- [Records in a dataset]
__________________________________________________

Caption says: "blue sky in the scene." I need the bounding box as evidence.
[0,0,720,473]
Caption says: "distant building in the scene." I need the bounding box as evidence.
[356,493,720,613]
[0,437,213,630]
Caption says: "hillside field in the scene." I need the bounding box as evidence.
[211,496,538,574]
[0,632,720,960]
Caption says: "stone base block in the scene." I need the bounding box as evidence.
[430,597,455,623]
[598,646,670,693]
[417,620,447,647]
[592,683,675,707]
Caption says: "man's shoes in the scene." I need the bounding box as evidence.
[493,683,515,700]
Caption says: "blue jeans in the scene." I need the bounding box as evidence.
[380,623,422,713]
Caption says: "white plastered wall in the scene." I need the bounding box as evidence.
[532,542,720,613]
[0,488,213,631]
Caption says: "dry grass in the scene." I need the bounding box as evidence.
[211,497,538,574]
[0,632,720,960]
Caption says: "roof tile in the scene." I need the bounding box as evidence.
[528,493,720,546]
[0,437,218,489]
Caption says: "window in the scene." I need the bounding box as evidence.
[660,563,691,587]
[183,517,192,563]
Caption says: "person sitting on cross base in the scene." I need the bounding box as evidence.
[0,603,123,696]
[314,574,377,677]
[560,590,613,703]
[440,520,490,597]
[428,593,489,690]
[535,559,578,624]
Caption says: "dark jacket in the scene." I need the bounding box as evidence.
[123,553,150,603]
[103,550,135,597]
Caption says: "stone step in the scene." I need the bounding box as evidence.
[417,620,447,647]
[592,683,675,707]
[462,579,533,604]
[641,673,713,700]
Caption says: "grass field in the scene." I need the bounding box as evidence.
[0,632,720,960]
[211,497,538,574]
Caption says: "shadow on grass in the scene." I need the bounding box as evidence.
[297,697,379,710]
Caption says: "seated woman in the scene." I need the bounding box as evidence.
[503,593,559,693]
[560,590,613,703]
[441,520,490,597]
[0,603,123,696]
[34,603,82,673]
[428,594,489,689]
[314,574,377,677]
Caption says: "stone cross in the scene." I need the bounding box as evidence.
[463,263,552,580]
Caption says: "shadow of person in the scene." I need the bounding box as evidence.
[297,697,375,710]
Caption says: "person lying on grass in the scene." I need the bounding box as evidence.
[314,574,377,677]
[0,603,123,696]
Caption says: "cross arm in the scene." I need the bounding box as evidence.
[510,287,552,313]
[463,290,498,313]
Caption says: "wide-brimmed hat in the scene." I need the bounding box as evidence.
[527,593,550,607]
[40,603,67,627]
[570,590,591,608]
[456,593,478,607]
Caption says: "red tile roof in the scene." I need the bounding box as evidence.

__________________________________________________

- [Stated task]
Render all of the material above as a numbered list, leaving out any blank lines.

- [The response]
1. Caption says: "blue sky in the scene." I need the bounding box as evidence.
2. [0,0,720,473]
3. Caption says: "distant building in the scene." I need the bounding box as evidence.
4. [356,493,720,613]
5. [0,437,213,630]
6. Caption says: "hillside field in the scene." I need the bounding box as evidence.
7. [211,496,538,574]
8. [0,632,720,960]
9. Caption says: "stone base block in the scene." I need the bounding box as evidence.
10. [430,597,455,623]
11. [598,646,670,693]
12. [417,620,447,647]
13. [592,683,675,707]
14. Caption says: "man's shoes in the scene." I need the bounding box as evidence.
15. [493,683,515,700]
16. Caption says: "blue jeans in the scene." I need the bounding box as evidence.
17. [380,623,422,713]
18. Caption says: "white plastered wall in the scene." I need the bounding box as evidence.
19. [532,542,720,613]
20. [0,488,213,631]
21. Caption says: "dry grass in the scene." I need the bounding box as evidence.
22. [211,497,538,574]
23. [0,632,720,960]
24. Caption says: "roof tile in the scene." I need the bounding box as evidence.
25. [528,493,720,546]
26. [0,437,218,489]
27. Caption says: "window in the scene." I need the bounding box as evidence.
28. [660,563,691,587]
29. [183,517,192,563]
30. Caption says: "person sitting on cross base in the scene." I need the bounding box as evidence.
31. [0,603,123,696]
32. [314,574,377,677]
33. [560,590,613,703]
34. [440,520,490,597]
35. [428,593,489,690]
36. [535,559,578,624]
37. Caption says: "dark jacket in the scene." I need the bounding box as evidence.
38. [123,553,150,603]
39. [103,550,135,597]
40. Caption says: "stone step in the scene." I need the bounding box as evidence.
41. [417,620,447,647]
42. [592,683,675,707]
43. [462,579,533,604]
44. [641,673,713,700]
45. Caption says: "grass field in the scene." I need the bounding box as evidence.
46. [0,632,720,960]
47. [211,497,538,574]
48. Caption says: "shadow on grass in the scene." I need the bounding box as evidence.
49. [297,697,379,710]
50. Caption says: "seated woman in the scene." I need the bounding box as evidence.
51. [503,593,559,693]
52. [560,590,613,703]
53. [441,520,490,597]
54. [0,603,123,696]
55. [34,603,82,673]
56. [428,594,489,689]
57. [314,574,377,677]
58. Caption says: "stone cross in the scene." I need the bounding box as evidence.
59. [463,263,552,580]
60. Caption says: "shadow of person in the scene." I need the bounding box as evidence.
61. [297,697,375,710]
62. Caption says: "person lying on grass in the scene." I need the bounding box as evidence.
63. [314,574,377,677]
64. [0,603,123,696]
65. Caption says: "cross arm in the scene." I need the bounding box as evidence.
66. [510,287,552,313]
67. [463,290,498,313]
68. Caption says: "wide-brimmed hat in the scene." I need the bounding box as evidence.
69. [527,593,550,607]
70. [40,603,67,627]
71. [570,590,591,608]
72. [456,593,478,607]
73. Caption says: "red tile roof in the scene." I need the bounding box as evidence.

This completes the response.